ОТРЫВОК:

"""

20 октября.
Ушел от Б<уковецкого> рано утром. Сыро, туманно. Идут кухарки, несут провизию, говорят, что теперь все везде спокойно. Но к полудню мы с Куровским хотели выйти за город, улицы опять опустели. С моря повсюду плывет густой туман.
Возле дома Городского музея, где живет Куровский, — он хранитель этого музея, — в конце Софийской улицы поставили пулемет и весь день стучали из него вниз по скату, то отрывисто, то без перерыва. Страшно было выходить. Вечером ружейная пальба и стучащая работа пулеметов усилились так, что казалось, что в городе идет настоящая битва. К ночи наступила гробовая тишина, пустота. Дом музея — большой трехэтажный — стоит на обрыве над портом. Мы поднимались днем на чердак и видели оттуда, как громили в порту какой-то дом. Вечером нам пришло в голову, что, может быть, придется спасаться, и мы ходили в огромное подземелье, которое находится под музеем. Потом опять ходили на чердак, смотрели в слуховое окно, слушали: туман, влажные силуэты темных крыш, влажный ветер с моря и где-то вдали, то в одной, то в другой стороне, то поднимающаяся, то затихающая пальба.
21 октября.
Отвратительный номер «Ведомостей Одесского градоначальства».
В городе пусто, только санитары и извозчики с ранеными. Везде висят национальные флаги. В сумерки глядели из окон на зарево — в городе начальство приказало зажечь иллюминацию. Зарево и выстрелы.
22 октября.
От Б<уковецкого> поехал утром в Петербургскую гостиницу. Извозчик говорил, что на Молдаванке евреев «аж на куски режут». Качал головой, жалел, что многих режут безвинно-напрасно, негодовал на казаков, матерно ругался. Так все эти дни: все время у народа негодование на «зверей казаков» и злоба на евреев.
Солнце, влажно, пахнет морем и каменным углем, прохладно.
В полдень пошел к Куровскому, — город ожил, принял совсем обычный вид: идут конки, едут извозчики…
Часа в три забежала к кухарке Куровских какая-то знакомая ей баба, задыхаясь сообщила, что видела собственными глазами: идут на Одессу парубки и дядьки с дрючками, с косами; будто бы приходили к ним нынче утром, — ходили по деревням и по Молдаванке — «политики» и сзывали делать революцию. Идут будто и с хуторов, все с той же целью — громить город, но не евреев только, а всех.
Куровский говорит, что видел, как ехал по Преображенской целый фургон солдат с ружьями, — возле гостиницы «Империаль» они увидали кого-то в окне, остановили фургон и дали залп по всему фасаду.
— Я спросил: «По ком это вы?» — «На всякий случай».
Говорят, будто нынче будет какая-то особенная служба в церквах — «о смягчении сердец».
Был художник Заузе и скульптор Эдварс. Говорили:
— Да, с хуторов идут…
— На Молдаванке прошлой ночью били евреев нещадно, зверски…
— На Троицкой только что прошла толпа с портретом царя и национальными флагами. Остановились на углу, «ура», затем стали громить магазины. Вскоре приехали казаки — и проехали мимо, с улыбками. Потом прошел отряд солдат — и тоже мимо, улыбаясь.

"""

ДАННЫЕ:
"""

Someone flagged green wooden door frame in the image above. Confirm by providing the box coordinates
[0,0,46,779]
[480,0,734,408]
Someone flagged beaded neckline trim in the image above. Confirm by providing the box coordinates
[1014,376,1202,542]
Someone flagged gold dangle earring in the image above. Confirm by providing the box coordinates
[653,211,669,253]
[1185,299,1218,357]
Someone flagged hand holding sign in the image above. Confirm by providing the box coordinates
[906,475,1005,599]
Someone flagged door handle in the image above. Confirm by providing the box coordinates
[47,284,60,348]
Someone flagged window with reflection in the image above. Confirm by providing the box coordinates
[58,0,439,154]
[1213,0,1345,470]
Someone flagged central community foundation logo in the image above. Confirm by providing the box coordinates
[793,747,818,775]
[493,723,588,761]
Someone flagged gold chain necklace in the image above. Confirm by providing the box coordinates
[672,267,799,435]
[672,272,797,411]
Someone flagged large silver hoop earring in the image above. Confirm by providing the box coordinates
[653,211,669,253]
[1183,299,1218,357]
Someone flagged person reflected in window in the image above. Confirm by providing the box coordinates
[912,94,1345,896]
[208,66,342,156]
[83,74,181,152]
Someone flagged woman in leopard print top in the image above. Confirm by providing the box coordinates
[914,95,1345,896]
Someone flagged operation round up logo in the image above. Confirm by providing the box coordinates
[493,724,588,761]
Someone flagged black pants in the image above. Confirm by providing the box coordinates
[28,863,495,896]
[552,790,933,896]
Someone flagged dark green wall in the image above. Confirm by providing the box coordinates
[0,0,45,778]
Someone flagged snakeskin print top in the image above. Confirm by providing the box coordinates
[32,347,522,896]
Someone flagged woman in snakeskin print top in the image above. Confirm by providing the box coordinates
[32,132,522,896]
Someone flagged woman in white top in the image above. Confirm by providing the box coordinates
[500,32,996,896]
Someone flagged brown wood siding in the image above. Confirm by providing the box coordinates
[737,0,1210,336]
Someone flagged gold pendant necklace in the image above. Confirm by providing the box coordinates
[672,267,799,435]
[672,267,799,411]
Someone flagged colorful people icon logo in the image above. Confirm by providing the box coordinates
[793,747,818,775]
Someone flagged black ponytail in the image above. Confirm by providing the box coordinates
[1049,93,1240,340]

"""

ЧТО СДЕЛАТЬ:
• a. Перепишите из отрывка без изменений текст от «В городе пусто, только» до «злоба на евреев.».
• b. Кем в отрывке назван Куровский?

ОТВЕТЫ:
• a.
В городе пусто, только санитары и извозчики с ранеными. Везде висят национальные флаги. В сумерки глядели из окон на зарево — в городе начальство приказало зажечь иллюминацию. Зарево и выстрелы.
22 октября.
От Б<уковецкого> поехал утром в Петербургскую гостиницу. Извозчик говорил, что на Молдаванке евреев «аж на куски режут». Качал головой, жалел, что многих режут безвинно-напрасно, негодовал на казаков, матерно ругался. Так все эти дни: все время у народа негодование на «зверей казаков» и злоба на евреев.

• b. Хранителем Городского музея.